-- SOURCE RECORDS start --

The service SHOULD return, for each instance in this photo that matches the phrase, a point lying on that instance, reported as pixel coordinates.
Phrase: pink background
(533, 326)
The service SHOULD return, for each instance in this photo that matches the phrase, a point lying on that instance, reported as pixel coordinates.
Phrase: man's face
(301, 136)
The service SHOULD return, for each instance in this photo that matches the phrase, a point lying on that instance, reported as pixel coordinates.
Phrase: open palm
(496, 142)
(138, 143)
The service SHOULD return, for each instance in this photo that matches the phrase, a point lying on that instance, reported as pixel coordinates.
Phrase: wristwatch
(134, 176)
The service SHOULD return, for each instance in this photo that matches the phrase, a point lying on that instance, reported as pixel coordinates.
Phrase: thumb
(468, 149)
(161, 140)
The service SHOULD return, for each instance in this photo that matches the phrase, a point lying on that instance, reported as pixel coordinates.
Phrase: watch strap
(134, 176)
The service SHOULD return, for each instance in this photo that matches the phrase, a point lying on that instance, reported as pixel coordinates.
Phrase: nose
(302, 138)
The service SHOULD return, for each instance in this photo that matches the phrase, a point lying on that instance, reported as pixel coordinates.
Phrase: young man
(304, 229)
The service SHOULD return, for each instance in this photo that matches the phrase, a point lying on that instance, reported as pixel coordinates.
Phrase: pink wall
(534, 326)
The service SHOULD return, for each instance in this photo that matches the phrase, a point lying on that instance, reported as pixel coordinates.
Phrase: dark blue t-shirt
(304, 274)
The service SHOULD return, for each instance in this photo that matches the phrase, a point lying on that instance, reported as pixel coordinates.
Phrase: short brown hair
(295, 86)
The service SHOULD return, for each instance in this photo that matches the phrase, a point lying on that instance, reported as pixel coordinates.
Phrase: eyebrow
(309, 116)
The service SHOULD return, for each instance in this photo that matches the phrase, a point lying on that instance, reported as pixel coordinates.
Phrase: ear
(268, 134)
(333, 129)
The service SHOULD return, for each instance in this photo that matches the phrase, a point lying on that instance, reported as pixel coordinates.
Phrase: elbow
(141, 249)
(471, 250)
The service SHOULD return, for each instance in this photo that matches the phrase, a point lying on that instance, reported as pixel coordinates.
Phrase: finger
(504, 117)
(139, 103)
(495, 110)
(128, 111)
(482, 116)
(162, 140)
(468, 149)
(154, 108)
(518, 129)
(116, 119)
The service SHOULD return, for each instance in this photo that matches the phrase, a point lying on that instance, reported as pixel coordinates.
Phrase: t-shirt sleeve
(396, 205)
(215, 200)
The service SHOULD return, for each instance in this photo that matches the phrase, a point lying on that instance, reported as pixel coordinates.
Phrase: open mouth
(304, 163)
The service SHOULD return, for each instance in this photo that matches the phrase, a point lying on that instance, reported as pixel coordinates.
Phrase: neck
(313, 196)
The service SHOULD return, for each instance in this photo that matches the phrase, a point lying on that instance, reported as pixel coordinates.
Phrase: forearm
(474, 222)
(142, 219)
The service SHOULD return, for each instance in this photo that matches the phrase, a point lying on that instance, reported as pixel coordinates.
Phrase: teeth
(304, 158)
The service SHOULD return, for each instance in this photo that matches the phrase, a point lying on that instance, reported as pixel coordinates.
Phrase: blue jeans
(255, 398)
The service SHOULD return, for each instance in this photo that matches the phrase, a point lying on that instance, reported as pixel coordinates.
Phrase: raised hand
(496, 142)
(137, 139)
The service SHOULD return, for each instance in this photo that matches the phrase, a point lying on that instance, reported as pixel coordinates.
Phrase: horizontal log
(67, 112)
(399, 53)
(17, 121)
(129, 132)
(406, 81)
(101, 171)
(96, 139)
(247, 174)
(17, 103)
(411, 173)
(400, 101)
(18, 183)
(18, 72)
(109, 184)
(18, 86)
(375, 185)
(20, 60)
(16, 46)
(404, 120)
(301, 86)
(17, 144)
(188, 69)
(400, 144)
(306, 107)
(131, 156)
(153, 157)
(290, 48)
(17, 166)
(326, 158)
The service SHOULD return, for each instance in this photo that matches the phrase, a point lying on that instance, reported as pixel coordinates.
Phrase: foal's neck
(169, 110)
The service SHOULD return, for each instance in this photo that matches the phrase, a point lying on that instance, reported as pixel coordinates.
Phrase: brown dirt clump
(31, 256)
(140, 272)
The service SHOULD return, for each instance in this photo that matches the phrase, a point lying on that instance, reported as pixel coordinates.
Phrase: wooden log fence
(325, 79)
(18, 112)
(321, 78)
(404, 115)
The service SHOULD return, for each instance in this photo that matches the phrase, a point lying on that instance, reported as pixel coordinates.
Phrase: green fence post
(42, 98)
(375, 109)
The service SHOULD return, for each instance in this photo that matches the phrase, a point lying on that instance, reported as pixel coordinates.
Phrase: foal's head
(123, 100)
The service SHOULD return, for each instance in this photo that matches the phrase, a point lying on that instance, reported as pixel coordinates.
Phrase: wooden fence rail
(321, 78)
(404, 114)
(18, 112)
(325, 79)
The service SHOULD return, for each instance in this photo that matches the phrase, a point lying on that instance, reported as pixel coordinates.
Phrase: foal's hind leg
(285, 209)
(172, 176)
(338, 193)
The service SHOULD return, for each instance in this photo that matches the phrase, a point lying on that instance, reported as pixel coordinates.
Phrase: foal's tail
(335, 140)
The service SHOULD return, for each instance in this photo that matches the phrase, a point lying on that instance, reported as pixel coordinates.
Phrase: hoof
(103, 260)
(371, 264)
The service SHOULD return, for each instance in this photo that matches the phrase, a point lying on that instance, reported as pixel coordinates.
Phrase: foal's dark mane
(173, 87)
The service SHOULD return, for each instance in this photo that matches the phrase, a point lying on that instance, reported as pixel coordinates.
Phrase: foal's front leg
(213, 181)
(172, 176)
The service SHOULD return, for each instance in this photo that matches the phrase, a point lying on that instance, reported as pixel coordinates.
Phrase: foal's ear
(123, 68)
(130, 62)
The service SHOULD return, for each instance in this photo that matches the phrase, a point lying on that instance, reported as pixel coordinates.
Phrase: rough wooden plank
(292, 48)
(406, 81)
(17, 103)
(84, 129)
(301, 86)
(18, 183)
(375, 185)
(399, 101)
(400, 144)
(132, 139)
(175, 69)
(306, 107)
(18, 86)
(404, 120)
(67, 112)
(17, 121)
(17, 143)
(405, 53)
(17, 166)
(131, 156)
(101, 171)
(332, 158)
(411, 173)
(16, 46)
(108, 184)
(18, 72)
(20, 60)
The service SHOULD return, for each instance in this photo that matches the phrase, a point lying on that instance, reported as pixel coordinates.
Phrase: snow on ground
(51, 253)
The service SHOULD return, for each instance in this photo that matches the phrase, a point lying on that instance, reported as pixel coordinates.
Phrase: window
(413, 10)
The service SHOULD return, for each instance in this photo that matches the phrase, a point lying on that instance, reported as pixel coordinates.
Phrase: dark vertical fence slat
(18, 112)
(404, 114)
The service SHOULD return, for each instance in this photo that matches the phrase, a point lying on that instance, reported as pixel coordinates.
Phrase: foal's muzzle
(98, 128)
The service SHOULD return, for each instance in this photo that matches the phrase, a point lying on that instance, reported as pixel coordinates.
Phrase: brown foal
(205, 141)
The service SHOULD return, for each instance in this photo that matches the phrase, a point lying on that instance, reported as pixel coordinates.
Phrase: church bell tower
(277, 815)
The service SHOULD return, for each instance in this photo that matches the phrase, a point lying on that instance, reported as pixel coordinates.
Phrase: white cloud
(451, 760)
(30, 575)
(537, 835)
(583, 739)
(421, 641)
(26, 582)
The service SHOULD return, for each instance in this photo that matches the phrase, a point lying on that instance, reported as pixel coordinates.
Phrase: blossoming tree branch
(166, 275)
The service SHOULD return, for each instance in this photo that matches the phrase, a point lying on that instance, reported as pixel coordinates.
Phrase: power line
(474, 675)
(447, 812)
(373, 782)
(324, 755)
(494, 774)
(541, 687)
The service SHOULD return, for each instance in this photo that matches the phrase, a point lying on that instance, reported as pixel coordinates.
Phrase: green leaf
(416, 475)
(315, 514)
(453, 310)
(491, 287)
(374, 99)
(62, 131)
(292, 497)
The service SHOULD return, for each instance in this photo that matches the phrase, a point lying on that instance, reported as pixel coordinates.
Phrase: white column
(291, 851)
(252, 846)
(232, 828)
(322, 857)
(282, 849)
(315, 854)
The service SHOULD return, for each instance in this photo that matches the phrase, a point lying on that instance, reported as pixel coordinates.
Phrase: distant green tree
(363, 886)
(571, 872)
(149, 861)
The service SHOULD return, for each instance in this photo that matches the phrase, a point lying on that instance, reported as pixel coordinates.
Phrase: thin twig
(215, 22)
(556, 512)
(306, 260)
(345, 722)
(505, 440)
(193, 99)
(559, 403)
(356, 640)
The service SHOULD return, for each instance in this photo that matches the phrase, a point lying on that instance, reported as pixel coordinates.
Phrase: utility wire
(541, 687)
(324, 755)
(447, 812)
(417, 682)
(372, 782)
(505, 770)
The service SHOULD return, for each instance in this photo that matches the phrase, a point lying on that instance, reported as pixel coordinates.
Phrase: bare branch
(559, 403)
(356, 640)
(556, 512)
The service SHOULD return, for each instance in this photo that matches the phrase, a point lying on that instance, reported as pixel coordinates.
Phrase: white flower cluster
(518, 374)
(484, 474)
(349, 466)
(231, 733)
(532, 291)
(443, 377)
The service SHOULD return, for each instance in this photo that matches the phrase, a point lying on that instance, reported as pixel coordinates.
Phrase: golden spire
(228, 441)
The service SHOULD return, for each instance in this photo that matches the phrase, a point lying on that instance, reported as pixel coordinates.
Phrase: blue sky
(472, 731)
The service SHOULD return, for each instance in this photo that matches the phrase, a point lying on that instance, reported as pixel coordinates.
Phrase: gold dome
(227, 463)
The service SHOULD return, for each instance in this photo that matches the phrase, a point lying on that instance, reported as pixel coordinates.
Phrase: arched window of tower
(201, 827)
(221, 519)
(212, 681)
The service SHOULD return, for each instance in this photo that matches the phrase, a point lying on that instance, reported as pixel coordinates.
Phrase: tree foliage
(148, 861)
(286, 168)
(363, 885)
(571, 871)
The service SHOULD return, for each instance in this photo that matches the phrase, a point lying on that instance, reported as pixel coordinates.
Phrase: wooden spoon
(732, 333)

-- SOURCE RECORDS end --

List each line of the records that contains the string "brown", copying every such line in full. Matching is case-sensitive.

Phrase: short brown hair
Phrase: brown dirt clump
Phrase: brown foal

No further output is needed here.